(WHAT YOU HAVE TO DO):
Please reproduce the part of the listing that opens with the line containing "Target: wire fence" and runs through the end of the listing, swapping "Tag" for "Mark" and leaving everything else unchanged.

(EXCERPTED RECORDS):
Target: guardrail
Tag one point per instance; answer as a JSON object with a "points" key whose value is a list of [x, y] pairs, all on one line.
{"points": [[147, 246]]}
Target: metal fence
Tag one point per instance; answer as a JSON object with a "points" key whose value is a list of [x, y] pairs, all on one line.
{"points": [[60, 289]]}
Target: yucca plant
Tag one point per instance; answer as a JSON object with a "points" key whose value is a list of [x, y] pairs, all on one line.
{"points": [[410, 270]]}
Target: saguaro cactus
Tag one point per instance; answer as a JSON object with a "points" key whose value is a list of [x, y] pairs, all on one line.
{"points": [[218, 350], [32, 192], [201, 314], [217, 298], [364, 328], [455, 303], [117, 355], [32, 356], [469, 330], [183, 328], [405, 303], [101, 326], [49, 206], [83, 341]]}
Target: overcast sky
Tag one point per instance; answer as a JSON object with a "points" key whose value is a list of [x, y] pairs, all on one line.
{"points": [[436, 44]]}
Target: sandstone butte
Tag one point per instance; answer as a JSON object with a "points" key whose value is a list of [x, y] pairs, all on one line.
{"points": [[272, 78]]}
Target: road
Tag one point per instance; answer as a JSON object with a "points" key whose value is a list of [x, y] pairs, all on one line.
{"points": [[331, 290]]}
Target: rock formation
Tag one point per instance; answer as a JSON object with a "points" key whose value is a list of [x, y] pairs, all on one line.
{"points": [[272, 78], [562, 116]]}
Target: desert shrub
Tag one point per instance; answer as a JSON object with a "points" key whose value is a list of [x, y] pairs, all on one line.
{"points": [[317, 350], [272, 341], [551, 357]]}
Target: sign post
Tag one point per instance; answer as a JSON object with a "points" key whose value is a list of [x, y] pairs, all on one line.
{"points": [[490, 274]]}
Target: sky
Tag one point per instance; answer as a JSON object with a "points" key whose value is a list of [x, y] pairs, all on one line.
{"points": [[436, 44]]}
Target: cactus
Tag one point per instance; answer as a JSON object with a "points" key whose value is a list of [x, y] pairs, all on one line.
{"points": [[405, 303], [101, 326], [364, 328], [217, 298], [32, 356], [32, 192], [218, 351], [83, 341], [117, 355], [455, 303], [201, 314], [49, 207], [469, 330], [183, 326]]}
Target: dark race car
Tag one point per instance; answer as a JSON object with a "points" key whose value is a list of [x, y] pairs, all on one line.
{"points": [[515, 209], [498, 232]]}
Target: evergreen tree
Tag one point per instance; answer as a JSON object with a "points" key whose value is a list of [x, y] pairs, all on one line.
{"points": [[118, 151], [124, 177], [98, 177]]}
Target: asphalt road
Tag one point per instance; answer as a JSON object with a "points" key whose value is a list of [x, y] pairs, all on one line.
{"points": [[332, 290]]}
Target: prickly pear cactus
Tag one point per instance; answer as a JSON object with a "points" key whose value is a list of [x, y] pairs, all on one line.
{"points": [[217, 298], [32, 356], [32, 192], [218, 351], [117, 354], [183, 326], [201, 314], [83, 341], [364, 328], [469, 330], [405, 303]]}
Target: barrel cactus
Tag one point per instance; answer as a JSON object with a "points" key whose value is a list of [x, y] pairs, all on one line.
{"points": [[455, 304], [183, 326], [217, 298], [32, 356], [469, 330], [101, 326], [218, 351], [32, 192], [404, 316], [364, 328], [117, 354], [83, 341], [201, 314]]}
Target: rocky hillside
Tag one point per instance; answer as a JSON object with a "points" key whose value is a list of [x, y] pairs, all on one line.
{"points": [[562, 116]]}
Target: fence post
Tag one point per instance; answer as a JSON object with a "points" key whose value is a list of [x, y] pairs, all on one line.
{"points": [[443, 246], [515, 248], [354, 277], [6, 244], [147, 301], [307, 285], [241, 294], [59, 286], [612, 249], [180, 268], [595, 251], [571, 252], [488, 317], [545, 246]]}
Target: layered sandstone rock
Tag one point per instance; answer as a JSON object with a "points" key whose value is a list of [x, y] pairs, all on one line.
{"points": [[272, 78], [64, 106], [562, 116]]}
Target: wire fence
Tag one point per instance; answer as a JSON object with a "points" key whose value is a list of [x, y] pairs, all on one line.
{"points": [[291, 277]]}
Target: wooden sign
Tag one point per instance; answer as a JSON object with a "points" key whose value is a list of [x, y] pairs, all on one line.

(WRITTEN ANSWER):
Target: wire fence
Mark one point per instance; answer as a JSON object with a "points" key whose value is a list of [x, y] pairs, all on one line.
{"points": [[291, 277]]}
Target: wooden sign
Mark one point per instance; answer as a JSON object with a "points" key whose value is a list of [x, y] pairs, all on one line.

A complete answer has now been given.